## START EXERCISE DATA

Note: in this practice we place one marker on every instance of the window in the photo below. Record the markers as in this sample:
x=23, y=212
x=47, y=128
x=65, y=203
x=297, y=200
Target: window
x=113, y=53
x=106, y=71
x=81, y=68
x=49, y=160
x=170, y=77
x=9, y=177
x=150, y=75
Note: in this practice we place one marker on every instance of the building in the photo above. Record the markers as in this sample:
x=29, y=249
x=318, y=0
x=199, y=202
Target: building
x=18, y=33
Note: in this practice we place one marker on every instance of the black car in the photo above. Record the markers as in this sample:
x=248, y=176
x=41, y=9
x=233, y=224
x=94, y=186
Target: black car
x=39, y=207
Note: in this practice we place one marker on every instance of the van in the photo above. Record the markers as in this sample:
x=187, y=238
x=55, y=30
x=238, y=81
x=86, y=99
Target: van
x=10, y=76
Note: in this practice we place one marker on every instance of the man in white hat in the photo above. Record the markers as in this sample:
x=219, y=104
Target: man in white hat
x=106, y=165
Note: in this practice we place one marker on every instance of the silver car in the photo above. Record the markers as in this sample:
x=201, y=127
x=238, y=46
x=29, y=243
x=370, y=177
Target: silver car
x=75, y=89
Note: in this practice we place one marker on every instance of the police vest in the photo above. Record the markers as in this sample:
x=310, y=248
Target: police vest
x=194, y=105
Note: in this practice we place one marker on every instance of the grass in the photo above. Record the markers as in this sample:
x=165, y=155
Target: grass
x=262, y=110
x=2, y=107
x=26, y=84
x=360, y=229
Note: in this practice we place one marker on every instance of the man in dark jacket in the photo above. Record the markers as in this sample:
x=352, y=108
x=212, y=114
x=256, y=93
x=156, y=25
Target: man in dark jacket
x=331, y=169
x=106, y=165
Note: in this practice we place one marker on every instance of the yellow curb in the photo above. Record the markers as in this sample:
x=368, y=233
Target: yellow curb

## END EXERCISE DATA

_WHAT TO PRODUCE:_ Convert the lines above into a JSON list of strings, one string per line, with blank lines omitted.

_EXERCISE RESPONSE:_
[
  "Note: in this practice we place one marker on every instance of the window in the photo below. Record the markers as in this sample:",
  "x=23, y=212",
  "x=47, y=128",
  "x=65, y=203",
  "x=297, y=200",
  "Target: window",
  "x=113, y=53",
  "x=106, y=71",
  "x=81, y=68",
  "x=49, y=160",
  "x=170, y=77",
  "x=9, y=177",
  "x=150, y=75",
  "Note: in this practice we place one marker on every instance of the building in the photo above. Record the markers as in this sample:",
  "x=29, y=249",
  "x=318, y=0",
  "x=199, y=202",
  "Target: building",
  "x=18, y=33",
  "Note: in this practice we place one marker on every instance of the black car in the photo above. Record the markers as in this sample:",
  "x=248, y=176",
  "x=41, y=9",
  "x=233, y=224",
  "x=94, y=186",
  "Target: black car",
  "x=39, y=207",
  "Note: in this practice we place one marker on every instance of the van in the photo above. Record the markers as in this sample:",
  "x=187, y=238",
  "x=55, y=30",
  "x=238, y=81",
  "x=86, y=99",
  "Target: van",
  "x=10, y=76",
  "Note: in this practice we place one marker on every instance of the man in white hat in the photo above. Record the markers as in this sample:",
  "x=219, y=104",
  "Target: man in white hat",
  "x=106, y=165",
  "Note: in this practice we place one marker on every instance of the silver car in the photo above. Record the markers as in this sample:",
  "x=201, y=127",
  "x=238, y=46",
  "x=29, y=243",
  "x=370, y=177",
  "Target: silver car",
  "x=75, y=89",
  "Note: in this practice we place one marker on every instance of the police vest in the photo above. Record the markers as in this sample:",
  "x=310, y=248",
  "Target: police vest",
  "x=194, y=105",
  "Note: in this practice we place one marker on every instance of the grass in the photo above. Record the markers as in this sample:",
  "x=165, y=155",
  "Target: grass",
  "x=262, y=110",
  "x=2, y=107",
  "x=26, y=84",
  "x=360, y=229",
  "Note: in this practice we place one marker on every instance of the man in dark jacket in the photo above. Record the markers as in this sample:",
  "x=352, y=108",
  "x=212, y=114",
  "x=256, y=93",
  "x=156, y=25",
  "Target: man in dark jacket",
  "x=331, y=169",
  "x=106, y=165",
  "Note: in this practice we place one marker on every instance of the yellow curb in the photo above. Record the markers as in this sample:",
  "x=368, y=233",
  "Target: yellow curb"
]